(Items from a data source)
-.-.-

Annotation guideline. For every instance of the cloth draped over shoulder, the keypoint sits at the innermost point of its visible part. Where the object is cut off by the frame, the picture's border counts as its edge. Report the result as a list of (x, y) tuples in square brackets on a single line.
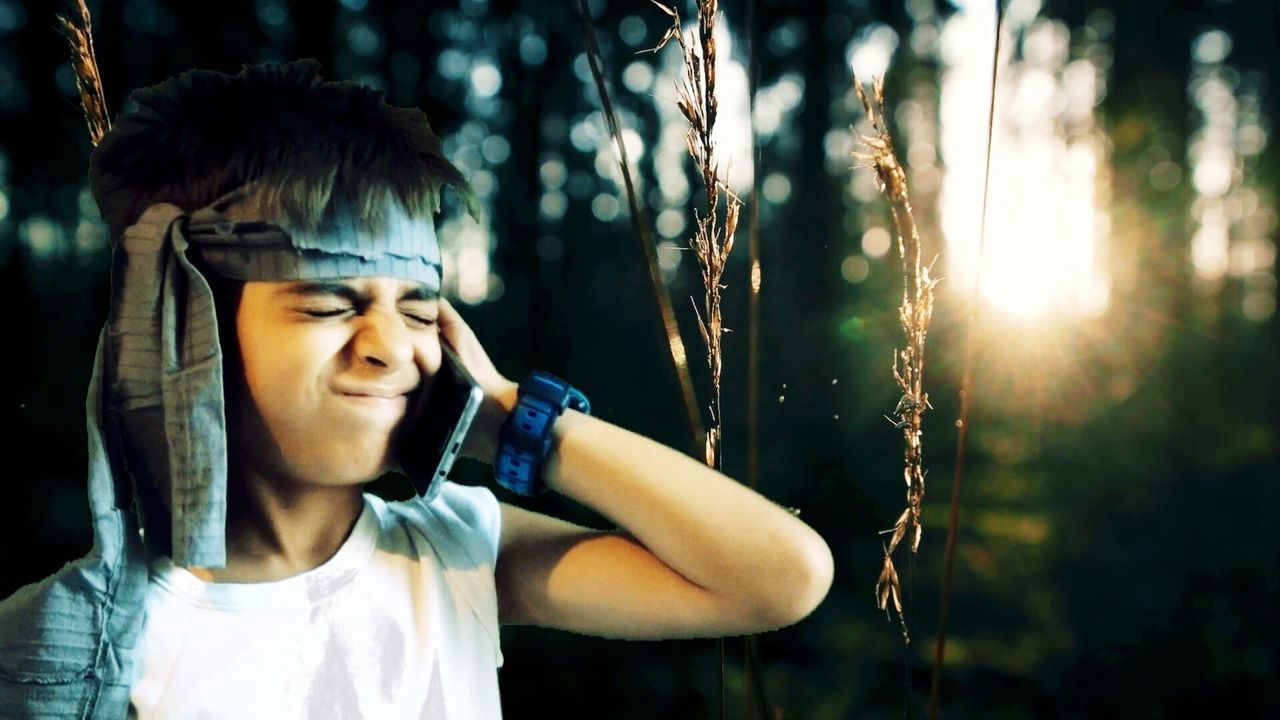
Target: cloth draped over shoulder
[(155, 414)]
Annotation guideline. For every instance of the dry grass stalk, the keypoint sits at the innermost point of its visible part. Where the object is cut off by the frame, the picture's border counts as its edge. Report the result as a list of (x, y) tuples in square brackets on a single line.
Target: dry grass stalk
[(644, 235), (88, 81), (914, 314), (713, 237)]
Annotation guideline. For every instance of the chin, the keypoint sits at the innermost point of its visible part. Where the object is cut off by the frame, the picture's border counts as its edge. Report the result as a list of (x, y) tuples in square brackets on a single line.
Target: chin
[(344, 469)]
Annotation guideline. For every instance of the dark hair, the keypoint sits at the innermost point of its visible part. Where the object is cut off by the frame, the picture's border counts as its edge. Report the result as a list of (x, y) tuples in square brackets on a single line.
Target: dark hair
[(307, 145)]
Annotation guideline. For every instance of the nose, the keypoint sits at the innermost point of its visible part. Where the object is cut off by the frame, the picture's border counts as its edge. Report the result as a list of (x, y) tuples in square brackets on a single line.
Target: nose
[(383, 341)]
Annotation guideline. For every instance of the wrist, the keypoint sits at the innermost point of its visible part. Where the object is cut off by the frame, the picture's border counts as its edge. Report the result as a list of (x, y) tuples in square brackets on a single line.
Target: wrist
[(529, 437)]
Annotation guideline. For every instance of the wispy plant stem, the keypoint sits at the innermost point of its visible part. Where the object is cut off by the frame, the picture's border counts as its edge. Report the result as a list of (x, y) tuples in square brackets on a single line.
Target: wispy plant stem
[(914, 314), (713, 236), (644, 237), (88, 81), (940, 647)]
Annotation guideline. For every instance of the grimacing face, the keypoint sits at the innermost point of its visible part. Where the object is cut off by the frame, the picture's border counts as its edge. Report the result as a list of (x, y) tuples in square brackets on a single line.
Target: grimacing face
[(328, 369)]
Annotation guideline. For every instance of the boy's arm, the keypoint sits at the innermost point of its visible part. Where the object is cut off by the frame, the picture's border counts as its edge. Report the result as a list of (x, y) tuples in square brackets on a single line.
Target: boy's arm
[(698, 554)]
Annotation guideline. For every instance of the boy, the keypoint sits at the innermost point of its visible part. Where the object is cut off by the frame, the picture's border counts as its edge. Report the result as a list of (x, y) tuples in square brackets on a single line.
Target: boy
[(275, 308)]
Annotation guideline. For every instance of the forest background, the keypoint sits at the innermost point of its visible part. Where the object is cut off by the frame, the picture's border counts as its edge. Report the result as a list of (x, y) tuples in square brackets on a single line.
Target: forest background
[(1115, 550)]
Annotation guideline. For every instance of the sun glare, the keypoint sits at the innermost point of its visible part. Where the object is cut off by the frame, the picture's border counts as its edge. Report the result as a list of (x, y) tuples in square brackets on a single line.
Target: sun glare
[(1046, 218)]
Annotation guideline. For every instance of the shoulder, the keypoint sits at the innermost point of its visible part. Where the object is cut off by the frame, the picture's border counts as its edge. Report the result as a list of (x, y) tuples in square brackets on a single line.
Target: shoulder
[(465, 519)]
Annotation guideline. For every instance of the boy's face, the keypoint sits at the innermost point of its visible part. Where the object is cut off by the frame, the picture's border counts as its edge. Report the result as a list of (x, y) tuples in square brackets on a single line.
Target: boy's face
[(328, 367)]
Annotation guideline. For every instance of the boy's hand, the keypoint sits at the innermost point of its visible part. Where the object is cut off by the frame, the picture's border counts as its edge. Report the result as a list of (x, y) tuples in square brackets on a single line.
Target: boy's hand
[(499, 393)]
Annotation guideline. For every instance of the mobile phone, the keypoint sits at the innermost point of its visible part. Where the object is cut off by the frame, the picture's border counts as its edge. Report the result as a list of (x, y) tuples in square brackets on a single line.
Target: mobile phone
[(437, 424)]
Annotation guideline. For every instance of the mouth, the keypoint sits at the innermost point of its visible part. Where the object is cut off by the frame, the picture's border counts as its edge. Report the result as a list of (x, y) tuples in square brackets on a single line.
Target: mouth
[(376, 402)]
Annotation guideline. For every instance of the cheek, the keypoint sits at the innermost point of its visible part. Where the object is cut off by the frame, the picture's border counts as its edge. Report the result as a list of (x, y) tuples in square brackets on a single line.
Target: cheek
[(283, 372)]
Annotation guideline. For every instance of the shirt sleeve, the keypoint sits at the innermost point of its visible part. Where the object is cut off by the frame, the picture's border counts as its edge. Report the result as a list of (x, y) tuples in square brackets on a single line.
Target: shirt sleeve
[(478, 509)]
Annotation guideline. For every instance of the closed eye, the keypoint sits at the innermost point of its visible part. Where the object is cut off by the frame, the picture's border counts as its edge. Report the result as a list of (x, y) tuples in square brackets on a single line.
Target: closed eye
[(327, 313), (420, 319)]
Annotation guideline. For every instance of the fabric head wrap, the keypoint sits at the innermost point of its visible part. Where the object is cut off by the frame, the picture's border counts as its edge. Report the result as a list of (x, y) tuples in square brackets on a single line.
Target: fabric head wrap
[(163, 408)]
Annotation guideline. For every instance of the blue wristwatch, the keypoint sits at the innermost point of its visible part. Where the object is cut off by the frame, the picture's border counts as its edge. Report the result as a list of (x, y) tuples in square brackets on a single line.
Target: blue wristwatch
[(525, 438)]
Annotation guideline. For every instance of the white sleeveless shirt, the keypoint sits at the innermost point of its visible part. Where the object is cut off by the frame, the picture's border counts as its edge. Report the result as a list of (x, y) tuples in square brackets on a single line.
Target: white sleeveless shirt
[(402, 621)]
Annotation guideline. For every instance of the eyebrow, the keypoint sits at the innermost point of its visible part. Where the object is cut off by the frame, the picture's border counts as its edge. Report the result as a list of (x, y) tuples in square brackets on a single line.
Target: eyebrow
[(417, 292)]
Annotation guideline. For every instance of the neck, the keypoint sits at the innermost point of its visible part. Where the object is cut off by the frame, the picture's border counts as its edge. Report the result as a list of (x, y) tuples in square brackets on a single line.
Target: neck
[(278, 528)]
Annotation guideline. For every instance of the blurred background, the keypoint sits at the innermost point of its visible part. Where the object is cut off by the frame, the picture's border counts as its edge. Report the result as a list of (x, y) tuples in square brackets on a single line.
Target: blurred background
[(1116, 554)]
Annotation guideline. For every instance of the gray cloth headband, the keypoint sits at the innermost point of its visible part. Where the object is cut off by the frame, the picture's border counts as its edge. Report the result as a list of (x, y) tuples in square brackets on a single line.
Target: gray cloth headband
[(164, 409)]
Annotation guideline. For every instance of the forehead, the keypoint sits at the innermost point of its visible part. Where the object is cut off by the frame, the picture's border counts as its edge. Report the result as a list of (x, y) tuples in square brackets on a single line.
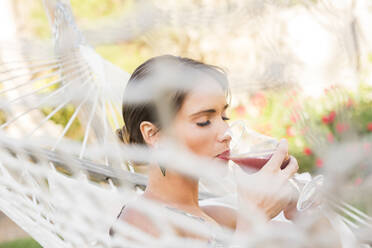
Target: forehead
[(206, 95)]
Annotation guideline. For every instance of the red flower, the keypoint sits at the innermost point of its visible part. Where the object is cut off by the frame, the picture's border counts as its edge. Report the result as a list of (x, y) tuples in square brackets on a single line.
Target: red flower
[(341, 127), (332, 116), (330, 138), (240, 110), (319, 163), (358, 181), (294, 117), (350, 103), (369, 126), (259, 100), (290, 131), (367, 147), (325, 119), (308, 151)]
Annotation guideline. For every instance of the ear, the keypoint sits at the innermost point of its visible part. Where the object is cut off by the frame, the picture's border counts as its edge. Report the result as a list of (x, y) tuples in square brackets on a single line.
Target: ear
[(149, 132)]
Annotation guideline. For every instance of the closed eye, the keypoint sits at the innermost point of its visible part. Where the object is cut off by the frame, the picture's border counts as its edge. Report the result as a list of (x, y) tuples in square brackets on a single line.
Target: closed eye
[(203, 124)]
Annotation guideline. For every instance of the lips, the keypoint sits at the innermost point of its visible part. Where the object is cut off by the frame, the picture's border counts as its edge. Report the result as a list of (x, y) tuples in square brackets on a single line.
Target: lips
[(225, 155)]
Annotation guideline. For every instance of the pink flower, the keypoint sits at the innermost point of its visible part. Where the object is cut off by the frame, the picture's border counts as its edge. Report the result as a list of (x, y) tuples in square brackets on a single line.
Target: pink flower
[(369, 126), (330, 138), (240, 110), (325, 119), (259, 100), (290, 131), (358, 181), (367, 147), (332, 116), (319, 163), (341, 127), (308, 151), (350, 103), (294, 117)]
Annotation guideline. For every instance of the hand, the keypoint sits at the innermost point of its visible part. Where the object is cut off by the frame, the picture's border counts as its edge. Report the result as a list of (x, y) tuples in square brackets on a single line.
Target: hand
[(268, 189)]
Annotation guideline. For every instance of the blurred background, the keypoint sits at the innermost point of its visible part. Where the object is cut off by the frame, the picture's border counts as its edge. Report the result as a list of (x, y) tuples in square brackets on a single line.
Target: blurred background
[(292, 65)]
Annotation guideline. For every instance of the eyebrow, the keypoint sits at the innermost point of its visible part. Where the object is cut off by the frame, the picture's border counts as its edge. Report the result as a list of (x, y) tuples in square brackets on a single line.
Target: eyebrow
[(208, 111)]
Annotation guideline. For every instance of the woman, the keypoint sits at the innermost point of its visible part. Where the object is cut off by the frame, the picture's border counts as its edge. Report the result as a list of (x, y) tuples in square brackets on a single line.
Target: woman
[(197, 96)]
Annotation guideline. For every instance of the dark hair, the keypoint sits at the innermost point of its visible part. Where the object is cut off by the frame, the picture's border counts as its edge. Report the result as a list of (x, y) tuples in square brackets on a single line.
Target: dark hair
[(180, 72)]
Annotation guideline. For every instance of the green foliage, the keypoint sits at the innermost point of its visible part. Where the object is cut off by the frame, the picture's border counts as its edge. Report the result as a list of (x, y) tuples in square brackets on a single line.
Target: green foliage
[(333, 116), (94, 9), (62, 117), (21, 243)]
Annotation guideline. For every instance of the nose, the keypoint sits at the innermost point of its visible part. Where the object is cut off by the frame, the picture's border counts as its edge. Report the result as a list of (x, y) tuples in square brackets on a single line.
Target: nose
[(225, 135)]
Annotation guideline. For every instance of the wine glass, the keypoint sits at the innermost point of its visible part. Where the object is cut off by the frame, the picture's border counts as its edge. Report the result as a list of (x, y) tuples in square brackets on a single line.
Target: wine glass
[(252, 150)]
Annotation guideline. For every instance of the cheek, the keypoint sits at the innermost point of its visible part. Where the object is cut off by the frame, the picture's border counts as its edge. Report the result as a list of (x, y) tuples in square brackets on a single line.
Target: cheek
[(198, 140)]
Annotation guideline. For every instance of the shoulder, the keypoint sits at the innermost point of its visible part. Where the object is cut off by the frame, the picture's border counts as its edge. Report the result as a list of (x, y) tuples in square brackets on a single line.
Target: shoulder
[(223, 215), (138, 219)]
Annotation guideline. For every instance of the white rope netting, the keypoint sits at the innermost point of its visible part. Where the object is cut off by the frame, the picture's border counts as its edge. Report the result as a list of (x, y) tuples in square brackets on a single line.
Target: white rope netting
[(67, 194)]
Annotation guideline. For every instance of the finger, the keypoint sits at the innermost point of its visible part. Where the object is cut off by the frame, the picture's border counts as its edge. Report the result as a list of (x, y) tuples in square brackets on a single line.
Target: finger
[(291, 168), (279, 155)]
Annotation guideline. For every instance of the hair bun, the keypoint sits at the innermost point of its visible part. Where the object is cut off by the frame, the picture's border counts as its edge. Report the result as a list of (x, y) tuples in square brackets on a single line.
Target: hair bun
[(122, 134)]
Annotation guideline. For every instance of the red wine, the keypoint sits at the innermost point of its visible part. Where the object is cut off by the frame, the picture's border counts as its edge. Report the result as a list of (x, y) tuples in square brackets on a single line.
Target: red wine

-.-.-

→ **Exercise**: Locate "Annotation guideline. For every instance of the red wine, the" in the data above. Then repeat, exactly, its line and each line after it through the last, adding nothing.

→ **Solution to the exercise**:
Annotation guideline. For every instance of the red wine, the keypoint sits at the innermost point of its visible part. Where the object is cut off by the frame, the picture's border counts as its edge. Report the result as a list of (x, y) tuples in square brackets on a single line.
Target: red wine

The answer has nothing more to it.